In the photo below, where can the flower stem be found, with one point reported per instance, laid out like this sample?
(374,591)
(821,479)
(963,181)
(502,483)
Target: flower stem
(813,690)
##########
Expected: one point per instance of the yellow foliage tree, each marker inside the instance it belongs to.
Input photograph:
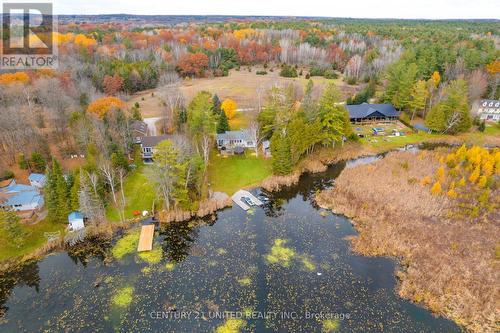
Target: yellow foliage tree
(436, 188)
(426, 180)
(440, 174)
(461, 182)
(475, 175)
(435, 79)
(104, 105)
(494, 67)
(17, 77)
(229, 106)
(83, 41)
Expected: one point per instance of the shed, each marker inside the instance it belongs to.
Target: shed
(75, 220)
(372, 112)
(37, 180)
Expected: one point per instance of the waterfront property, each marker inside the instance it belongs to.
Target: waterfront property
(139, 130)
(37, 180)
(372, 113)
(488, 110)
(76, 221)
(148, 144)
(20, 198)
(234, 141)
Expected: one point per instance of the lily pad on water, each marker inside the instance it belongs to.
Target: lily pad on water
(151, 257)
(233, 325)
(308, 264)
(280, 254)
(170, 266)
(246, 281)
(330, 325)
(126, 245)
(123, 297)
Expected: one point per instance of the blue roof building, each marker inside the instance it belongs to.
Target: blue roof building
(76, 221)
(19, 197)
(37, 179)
##########
_Required task_. List each line of the records above that contains the word "foliage".

_Task output_.
Expected: one point per instance of the yellow foliage tree, each marker inside the instance it belongs to.
Target: yellow foliage tree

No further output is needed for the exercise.